-- Listed records follows --
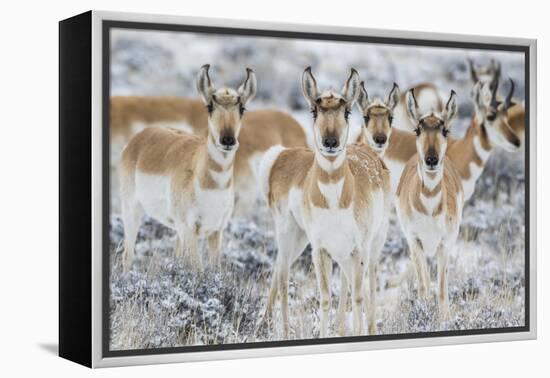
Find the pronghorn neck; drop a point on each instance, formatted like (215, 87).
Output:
(216, 171)
(329, 182)
(430, 194)
(430, 180)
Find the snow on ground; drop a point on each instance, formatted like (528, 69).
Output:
(162, 302)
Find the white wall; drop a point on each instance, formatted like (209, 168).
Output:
(28, 205)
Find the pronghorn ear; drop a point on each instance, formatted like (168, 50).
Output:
(451, 108)
(363, 97)
(473, 73)
(204, 84)
(309, 87)
(412, 106)
(508, 102)
(393, 97)
(351, 89)
(248, 89)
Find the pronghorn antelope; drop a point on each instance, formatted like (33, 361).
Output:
(131, 114)
(428, 98)
(429, 197)
(260, 130)
(337, 197)
(469, 153)
(491, 74)
(395, 145)
(186, 181)
(489, 126)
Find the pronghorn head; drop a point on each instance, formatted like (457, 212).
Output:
(484, 74)
(431, 130)
(492, 114)
(378, 117)
(330, 111)
(225, 107)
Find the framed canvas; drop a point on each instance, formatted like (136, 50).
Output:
(235, 189)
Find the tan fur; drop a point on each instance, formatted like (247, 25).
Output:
(182, 180)
(296, 167)
(516, 119)
(260, 130)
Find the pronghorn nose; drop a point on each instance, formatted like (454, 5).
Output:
(330, 142)
(431, 160)
(380, 139)
(228, 140)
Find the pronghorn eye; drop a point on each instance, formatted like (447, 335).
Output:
(314, 112)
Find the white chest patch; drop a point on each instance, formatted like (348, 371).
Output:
(430, 203)
(221, 178)
(469, 185)
(332, 192)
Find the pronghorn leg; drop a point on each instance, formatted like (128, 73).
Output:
(188, 246)
(357, 293)
(322, 261)
(214, 248)
(132, 213)
(372, 270)
(419, 260)
(442, 273)
(342, 305)
(371, 298)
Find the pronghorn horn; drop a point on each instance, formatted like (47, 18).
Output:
(351, 88)
(363, 98)
(204, 83)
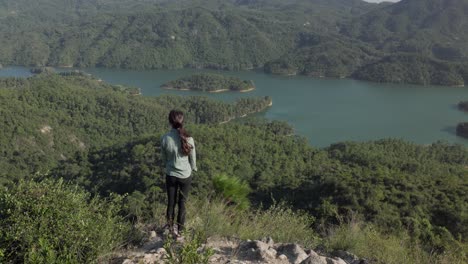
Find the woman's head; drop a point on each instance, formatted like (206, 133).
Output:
(176, 118)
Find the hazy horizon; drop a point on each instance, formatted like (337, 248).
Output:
(379, 1)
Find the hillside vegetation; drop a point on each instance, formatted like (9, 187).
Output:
(376, 42)
(210, 83)
(106, 141)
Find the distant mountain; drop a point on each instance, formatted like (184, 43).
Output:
(431, 27)
(323, 38)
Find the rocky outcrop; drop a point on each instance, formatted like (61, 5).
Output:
(242, 252)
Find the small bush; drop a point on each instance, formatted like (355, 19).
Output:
(52, 222)
(190, 252)
(215, 218)
(366, 241)
(233, 190)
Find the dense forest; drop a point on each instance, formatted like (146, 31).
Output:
(210, 83)
(376, 42)
(48, 118)
(106, 140)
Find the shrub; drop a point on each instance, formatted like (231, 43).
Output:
(190, 252)
(366, 241)
(53, 222)
(233, 190)
(215, 218)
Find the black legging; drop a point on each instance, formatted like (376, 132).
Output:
(181, 187)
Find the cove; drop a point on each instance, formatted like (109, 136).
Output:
(325, 111)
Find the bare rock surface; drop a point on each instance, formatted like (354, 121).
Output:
(231, 250)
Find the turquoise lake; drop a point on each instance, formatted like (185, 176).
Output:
(325, 111)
-- Listed records concluded --
> What is needed
Where a line above holds the string "white", show that line.

> Exercise response
Find the white wall; drop a point on each instance, formatted like (209, 168).
Find the white chest patch; drop a point on each instance, formatted like (348, 371).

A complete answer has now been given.